## ABOUT THIS EXERCISE
Lines from the one containing "Camera-trap tagging: put a point on every instance of the wooden" through the last line of the data below are to be returned exactly; leave out the rest.

Photo-based referring expression data:
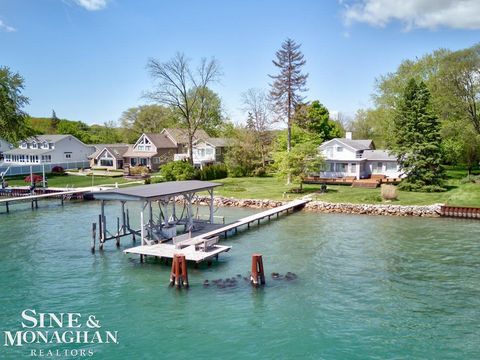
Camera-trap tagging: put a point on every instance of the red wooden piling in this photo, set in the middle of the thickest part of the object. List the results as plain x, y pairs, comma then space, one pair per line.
258, 274
179, 273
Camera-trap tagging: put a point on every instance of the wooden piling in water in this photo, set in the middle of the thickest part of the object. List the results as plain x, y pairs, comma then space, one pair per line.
94, 235
179, 274
100, 232
258, 275
118, 232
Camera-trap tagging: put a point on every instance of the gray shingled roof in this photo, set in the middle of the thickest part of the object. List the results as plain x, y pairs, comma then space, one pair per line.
53, 138
19, 151
378, 155
117, 150
155, 191
161, 141
181, 135
358, 144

## TASK ANSWER
Camera-trap tagging: put a point on every instance of the wooden piling in water in this photo, set in the middle of the thickest part of the object. List the results as plain x, y pairs, comma then space, one pair per line.
94, 235
179, 274
100, 232
258, 275
118, 232
Camera-trap tagging: put a point on every instance of the gray shingled roof in this photo, set in the middle of the thickest part of the object. List the results as plain x, y pairs, comma then space, one pair per line.
53, 138
19, 151
378, 155
117, 150
155, 191
161, 141
181, 135
358, 144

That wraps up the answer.